| ABOUT THIS TASK |
Filter the data for lines with the word "heart", then copy every line so identified.
▶
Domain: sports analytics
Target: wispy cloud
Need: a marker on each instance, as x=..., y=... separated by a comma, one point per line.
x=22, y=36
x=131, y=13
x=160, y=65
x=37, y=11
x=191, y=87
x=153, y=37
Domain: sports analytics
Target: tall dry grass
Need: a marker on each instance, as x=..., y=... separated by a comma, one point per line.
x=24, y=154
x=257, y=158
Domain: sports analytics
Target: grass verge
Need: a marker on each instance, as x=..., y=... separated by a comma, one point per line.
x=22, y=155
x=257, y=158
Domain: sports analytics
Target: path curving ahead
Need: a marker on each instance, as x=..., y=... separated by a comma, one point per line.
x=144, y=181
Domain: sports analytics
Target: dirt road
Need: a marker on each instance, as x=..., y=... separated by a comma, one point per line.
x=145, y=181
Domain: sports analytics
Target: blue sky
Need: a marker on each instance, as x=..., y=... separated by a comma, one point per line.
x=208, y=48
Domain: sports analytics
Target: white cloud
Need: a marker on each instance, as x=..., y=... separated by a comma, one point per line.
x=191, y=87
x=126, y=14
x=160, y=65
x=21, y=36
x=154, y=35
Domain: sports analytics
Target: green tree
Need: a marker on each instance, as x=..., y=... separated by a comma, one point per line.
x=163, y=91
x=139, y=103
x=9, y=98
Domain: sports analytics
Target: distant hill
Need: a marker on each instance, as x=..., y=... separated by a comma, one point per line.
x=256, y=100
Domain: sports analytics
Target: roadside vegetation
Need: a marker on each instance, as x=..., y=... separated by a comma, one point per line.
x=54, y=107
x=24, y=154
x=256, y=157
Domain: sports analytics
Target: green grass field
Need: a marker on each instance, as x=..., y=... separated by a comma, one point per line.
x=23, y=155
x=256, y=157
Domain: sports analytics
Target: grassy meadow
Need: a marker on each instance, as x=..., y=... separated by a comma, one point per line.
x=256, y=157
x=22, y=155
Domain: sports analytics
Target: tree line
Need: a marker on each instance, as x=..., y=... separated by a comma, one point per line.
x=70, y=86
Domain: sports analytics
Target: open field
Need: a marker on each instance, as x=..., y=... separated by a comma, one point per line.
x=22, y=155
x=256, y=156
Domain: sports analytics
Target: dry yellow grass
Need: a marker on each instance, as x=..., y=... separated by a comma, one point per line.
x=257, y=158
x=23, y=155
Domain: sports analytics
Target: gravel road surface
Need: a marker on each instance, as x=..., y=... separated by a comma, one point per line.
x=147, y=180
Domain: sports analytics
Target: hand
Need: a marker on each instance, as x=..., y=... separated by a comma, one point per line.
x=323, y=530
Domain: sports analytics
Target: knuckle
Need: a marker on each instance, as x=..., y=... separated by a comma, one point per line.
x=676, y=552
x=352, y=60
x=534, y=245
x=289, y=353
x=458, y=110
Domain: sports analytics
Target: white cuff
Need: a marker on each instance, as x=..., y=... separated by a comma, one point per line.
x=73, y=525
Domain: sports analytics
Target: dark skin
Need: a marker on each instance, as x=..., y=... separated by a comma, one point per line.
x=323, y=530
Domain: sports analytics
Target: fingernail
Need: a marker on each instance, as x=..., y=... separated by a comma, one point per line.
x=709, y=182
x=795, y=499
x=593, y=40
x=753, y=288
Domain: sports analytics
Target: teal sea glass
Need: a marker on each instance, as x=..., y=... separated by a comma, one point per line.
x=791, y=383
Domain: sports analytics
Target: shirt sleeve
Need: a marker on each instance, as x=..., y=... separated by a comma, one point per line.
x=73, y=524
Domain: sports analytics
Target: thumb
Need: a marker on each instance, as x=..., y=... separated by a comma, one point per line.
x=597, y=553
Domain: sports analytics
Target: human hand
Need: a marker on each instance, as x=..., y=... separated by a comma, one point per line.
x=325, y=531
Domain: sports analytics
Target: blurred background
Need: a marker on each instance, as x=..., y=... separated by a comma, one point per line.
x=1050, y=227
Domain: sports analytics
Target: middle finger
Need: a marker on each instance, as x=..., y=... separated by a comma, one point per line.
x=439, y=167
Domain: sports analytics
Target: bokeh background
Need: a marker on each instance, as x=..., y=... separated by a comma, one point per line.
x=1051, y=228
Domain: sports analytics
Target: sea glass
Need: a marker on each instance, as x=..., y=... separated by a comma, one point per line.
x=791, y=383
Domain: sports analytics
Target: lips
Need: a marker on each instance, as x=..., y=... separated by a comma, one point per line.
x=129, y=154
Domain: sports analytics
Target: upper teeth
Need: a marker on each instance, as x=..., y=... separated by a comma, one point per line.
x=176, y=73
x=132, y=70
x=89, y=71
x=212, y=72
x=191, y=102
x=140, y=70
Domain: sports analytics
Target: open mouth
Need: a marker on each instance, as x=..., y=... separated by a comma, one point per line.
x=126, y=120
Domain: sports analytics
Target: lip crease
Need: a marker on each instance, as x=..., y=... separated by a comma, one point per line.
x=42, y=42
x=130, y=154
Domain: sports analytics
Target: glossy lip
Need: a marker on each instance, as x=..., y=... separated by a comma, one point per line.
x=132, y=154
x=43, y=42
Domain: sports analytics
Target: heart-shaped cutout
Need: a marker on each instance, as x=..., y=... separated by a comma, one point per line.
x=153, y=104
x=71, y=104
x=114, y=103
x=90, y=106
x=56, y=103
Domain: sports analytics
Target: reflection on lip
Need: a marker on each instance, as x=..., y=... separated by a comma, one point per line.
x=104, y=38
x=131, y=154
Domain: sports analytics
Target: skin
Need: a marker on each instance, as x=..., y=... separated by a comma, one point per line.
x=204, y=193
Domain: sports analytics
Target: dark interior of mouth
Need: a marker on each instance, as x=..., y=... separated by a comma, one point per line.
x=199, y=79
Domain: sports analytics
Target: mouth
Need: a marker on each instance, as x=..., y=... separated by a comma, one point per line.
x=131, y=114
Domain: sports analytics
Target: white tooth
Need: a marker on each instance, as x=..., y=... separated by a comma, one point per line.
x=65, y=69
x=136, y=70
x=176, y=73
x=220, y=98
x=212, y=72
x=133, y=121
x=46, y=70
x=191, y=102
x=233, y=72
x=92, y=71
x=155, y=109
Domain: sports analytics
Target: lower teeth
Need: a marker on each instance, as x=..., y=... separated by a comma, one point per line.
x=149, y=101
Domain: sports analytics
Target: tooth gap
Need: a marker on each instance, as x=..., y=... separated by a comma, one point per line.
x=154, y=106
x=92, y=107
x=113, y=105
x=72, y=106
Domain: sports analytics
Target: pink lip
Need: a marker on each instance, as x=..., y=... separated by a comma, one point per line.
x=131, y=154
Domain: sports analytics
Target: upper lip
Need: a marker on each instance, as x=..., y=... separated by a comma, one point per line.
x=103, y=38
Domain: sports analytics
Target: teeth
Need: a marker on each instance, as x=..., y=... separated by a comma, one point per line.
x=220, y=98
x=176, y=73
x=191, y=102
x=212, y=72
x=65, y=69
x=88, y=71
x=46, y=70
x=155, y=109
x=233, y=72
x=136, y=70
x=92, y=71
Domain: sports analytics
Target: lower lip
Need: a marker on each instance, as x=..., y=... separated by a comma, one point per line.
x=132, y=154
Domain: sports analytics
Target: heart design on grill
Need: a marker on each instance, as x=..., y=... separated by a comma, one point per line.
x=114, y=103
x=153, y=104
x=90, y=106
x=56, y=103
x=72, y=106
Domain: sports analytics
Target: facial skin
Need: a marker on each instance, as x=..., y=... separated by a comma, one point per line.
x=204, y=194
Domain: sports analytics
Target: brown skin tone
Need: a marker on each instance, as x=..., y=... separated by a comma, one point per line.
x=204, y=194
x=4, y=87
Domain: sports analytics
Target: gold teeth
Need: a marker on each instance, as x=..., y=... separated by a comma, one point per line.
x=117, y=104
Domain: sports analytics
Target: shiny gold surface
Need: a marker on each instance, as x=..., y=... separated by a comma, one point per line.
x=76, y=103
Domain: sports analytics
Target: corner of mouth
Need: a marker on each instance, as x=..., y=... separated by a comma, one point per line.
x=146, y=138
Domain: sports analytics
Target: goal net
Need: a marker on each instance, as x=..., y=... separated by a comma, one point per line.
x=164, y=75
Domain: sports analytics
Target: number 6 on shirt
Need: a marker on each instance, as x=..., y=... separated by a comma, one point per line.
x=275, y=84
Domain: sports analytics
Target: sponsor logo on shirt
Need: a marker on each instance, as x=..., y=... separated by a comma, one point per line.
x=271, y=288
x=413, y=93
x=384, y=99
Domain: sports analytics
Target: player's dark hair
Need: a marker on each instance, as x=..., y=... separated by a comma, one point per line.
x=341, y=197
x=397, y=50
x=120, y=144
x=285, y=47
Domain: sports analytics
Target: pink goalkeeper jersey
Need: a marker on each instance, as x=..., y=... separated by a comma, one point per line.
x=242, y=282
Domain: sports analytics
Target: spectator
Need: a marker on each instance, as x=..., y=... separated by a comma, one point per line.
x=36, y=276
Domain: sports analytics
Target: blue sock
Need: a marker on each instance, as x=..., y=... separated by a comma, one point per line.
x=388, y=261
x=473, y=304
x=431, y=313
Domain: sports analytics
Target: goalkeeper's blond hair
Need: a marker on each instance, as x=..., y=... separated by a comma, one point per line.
◀
| EXERCISE SOLUTION |
Target: heart-shaped cutout
Target: heart design on grill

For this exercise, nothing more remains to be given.